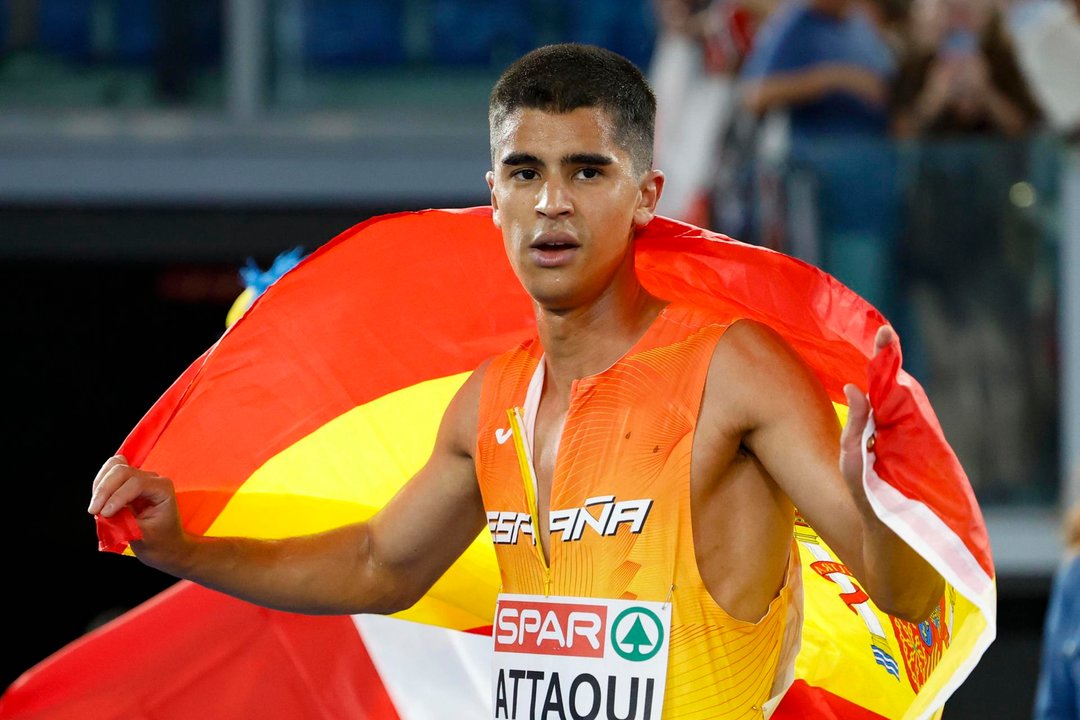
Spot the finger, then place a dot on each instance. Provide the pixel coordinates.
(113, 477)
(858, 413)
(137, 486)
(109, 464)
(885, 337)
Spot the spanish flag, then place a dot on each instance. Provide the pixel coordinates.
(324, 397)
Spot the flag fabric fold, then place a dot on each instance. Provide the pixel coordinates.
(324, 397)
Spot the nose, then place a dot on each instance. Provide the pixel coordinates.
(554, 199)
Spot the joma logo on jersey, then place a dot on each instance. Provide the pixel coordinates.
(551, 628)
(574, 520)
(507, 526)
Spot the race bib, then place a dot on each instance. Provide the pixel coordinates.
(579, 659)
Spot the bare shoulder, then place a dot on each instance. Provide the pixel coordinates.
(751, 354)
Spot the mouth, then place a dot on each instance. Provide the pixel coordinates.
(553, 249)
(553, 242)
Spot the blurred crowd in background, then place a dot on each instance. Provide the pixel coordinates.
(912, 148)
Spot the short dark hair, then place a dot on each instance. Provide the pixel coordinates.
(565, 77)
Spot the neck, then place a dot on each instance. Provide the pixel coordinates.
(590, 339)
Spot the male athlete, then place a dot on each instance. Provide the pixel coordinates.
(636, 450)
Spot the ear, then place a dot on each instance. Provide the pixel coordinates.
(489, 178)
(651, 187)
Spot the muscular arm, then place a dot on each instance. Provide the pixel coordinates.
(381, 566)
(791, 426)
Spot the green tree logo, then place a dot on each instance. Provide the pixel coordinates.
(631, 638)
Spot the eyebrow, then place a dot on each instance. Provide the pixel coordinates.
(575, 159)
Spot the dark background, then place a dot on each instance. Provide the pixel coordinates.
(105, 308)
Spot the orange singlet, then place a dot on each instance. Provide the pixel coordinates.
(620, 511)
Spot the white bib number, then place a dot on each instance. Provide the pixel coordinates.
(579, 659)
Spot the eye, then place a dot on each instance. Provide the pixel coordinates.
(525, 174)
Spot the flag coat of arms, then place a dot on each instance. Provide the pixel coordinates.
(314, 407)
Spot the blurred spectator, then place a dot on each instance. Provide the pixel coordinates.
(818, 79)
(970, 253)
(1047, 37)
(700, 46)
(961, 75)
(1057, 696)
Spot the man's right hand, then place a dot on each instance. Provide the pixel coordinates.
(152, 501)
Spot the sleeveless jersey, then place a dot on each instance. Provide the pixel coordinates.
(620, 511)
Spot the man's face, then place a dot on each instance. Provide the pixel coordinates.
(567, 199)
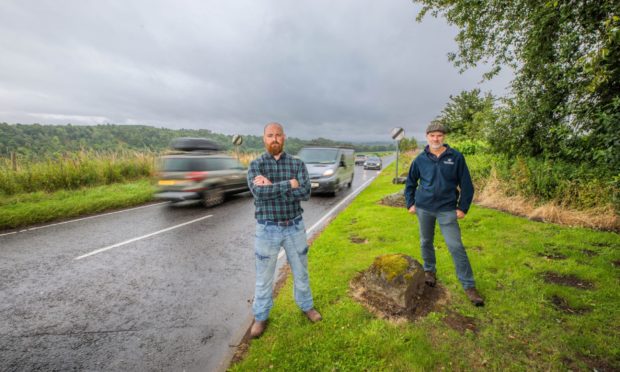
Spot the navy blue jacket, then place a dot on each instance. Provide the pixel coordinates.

REQUIREMENT » Repeat the material above in full and unchanged, minus its images.

SOLUTION TO THIS EXERCISE »
Spot the finger, then place a dot on each instance. Provide the pixel coordinates.
(113, 477)
(858, 413)
(137, 486)
(109, 464)
(885, 337)
Spot the spanish flag, then place a dot on each instance. Provide the pixel coordinates.
(324, 397)
Spot the flag fabric fold, then place a dot on each instance. Provide the pixel coordinates.
(324, 397)
Spot the nose, then place a dot on each instance. Provide the pixel coordinates.
(554, 199)
Spot the joma logo on jersey, then place a dot on each instance. Provide the pixel coordinates.
(551, 628)
(574, 520)
(507, 526)
Spot the race bib, then place a dot on each instance. Provide the pixel coordinates.
(579, 659)
Spot the bare shoulder, then place a dot on each instance. Provide the pixel coordinates.
(751, 354)
Spot the mouth, then place a dot on each instance. Provide the pixel coordinates.
(553, 249)
(553, 242)
Spot the blurred crowd in background, then place a dot on each instance. Provide the pixel coordinates.
(912, 148)
Spot the short dark hair, then place a dot on each instance. Provide the pixel coordinates.
(565, 77)
Spot the neck, then place a dot on each instance. Provide the pixel coordinates.
(590, 339)
Spot the male athlete, then place a dot on each instance. Provide the pixel coordinates.
(636, 450)
Spot the ear, then place a dot on each instance. Provide the pixel coordinates.
(489, 178)
(651, 187)
Spot the muscular arm, then place a dot on each instance. Provide the pixel coordinates.
(381, 566)
(791, 426)
Spot the green tree logo, then place a dot on each instance. Provide the pixel coordinates.
(631, 638)
Spot the eyebrow, then place a dot on each instance. Provide the pixel coordinates.
(575, 159)
Spot the dark background, then place a dot on each instance. Provide the pixel coordinates.
(105, 308)
Spot the orange singlet, then place a dot on each instance. Provide the pixel coordinates.
(620, 511)
Spot the white bib number, then place a dot on each instance. Provide the pixel coordinates.
(579, 659)
Spot the eye, then place a dot on each instance. Provide the pixel coordinates.
(525, 174)
Spot the flag coat of arms, then place a dot on each instance. Provide the pixel coordinates.
(314, 407)
Spot the blurred spectator, then place a dot on each instance. Provide the pixel coordinates.
(818, 79)
(970, 253)
(1047, 37)
(700, 46)
(961, 75)
(1057, 696)
Spot the man's right hand, then place a dot on each instance. Provide the pixel coordinates.
(152, 501)
Spot the sleeveless jersey, then place a dot on each instance. Provide the pixel coordinates.
(620, 511)
Spot the man's face, then place a dot on each instance. Provide the pixel coordinates.
(567, 199)
Spot the navy blue jacket, then place a dot on each instance. Provide the pixel coordinates.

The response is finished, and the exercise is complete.